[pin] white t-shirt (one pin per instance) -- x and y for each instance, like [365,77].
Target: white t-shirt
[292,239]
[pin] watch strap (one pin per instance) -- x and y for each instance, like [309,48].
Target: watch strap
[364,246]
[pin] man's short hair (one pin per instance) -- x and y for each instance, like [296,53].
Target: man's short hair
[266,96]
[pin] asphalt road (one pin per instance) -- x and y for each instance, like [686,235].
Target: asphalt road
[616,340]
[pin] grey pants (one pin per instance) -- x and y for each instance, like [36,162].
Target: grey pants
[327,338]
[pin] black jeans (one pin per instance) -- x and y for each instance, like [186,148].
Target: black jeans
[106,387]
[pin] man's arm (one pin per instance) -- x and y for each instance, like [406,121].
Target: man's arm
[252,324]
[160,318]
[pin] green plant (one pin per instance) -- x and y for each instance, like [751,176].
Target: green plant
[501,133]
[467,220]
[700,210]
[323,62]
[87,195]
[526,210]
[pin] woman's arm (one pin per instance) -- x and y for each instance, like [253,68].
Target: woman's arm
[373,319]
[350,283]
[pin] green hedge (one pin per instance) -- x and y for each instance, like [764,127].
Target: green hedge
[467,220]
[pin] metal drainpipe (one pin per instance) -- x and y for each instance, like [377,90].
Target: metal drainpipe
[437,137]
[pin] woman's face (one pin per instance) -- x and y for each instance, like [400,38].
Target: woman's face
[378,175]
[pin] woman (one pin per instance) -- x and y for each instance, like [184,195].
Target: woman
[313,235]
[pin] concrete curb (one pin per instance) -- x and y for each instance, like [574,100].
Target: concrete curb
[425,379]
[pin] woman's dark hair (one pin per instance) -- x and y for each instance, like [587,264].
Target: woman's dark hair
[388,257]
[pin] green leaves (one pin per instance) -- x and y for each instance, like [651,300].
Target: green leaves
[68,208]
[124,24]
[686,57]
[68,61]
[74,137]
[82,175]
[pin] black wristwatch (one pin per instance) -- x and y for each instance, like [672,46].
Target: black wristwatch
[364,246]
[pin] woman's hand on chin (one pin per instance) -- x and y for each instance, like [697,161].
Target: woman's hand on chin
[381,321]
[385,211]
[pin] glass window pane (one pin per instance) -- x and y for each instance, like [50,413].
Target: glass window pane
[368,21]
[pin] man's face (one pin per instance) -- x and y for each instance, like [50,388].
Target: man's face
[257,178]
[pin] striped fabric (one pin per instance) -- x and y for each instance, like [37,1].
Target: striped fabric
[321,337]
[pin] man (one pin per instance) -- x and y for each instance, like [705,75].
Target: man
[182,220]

□ □ □ □

◆ **DIRECTIONS**
Rewrite all the entries above as a numbered list, one line per item, and leave out any blank lines.

◆ **TASK SOLUTION**
1. [pin] white t-shirt (one pin per instance) -- x and y for each instance, like [365,77].
2. Target: white t-shirt
3. [292,239]
4. [pin] watch strap (one pin per instance) -- x and y for each instance, like [309,48].
5. Target: watch strap
6. [364,246]
7. [pin] man's short hair (one pin per instance) -- x and y for each instance, like [296,53].
8. Target: man's short hair
9. [266,96]
10. [pin] asphalt road (one pin per instance) -- x and y for each instance, like [686,235].
11. Target: asphalt road
12. [616,340]
13. [pin] grey pants (one pin per instance) -- x and y for each instance, like [36,162].
14. Target: grey pants
15. [327,338]
16. [pin] black jeans (one pin per instance) -- x and y for each instance, like [186,148].
17. Target: black jeans
18. [106,387]
19. [pin] man's arm (one pin per instance) -- x and y for each instance, like [406,121].
20. Target: man's arm
21. [252,324]
22. [160,318]
23. [pin] green plant (one pin per instance) -- x and y for each instance, like [751,176].
24. Target: green plant
25. [501,133]
26. [467,220]
27. [700,210]
28. [323,62]
29. [87,195]
30. [526,210]
31. [pin] woman's arm (one pin per instance) -- x and y for each instance, like [253,68].
32. Target: woman's arm
33. [373,319]
34. [350,283]
35. [pin] green hedge (one pin per instance) -- x and y for each instance, like [764,127].
36. Target: green hedge
37. [467,220]
38. [pin] metal drainpipe (one pin per instance) -- x and y for each instance, like [377,90].
39. Target: metal drainpipe
40. [437,137]
41. [pin] woman's face (one pin per instance) -- x and y for each instance, like [400,38].
42. Target: woman's face
43. [378,175]
44. [pin] woman (one pin per instance) -- x and y for each instance, like [184,195].
45. Target: woman
46. [313,235]
47. [pin] concrete curb (one pin per instance) -- x and y for each instance, like [574,100].
48. Target: concrete curb
49. [425,379]
50. [pin] woman's dark hair (one pin per instance) -- x and y for each instance, like [587,264].
51. Target: woman's dark hair
52. [388,257]
53. [pin] green leaves (one pin per instance) -- x and y for each instance, like [651,300].
54. Target: green leaves
55. [68,208]
56. [124,24]
57. [686,57]
58. [68,61]
59. [74,137]
60. [82,175]
61. [pin] black wristwatch (one pin per instance) -- x and y for each instance, like [672,46].
62. Target: black wristwatch
63. [364,246]
64. [pin] woman's hand on chin (one pin per instance) -- x and y for each instance, like [697,161].
65. Target: woman's hand on chin
66. [381,321]
67. [385,211]
68. [pin] glass window pane (one pin per instance) -- x and y for each instance, like [50,413].
69. Target: glass window pane
70. [368,21]
71. [pin] man's face (one pin per instance) -- x and y for each instance, like [50,388].
72. Target: man's face
73. [257,178]
74. [pin] striped fabric (one pin per instance) -- x and y for each instance, like [37,1].
75. Target: striped fabric
76. [321,337]
77. [pin] man (one pin per instance) -- x and y for each instance, like [705,75].
78. Target: man
79. [182,220]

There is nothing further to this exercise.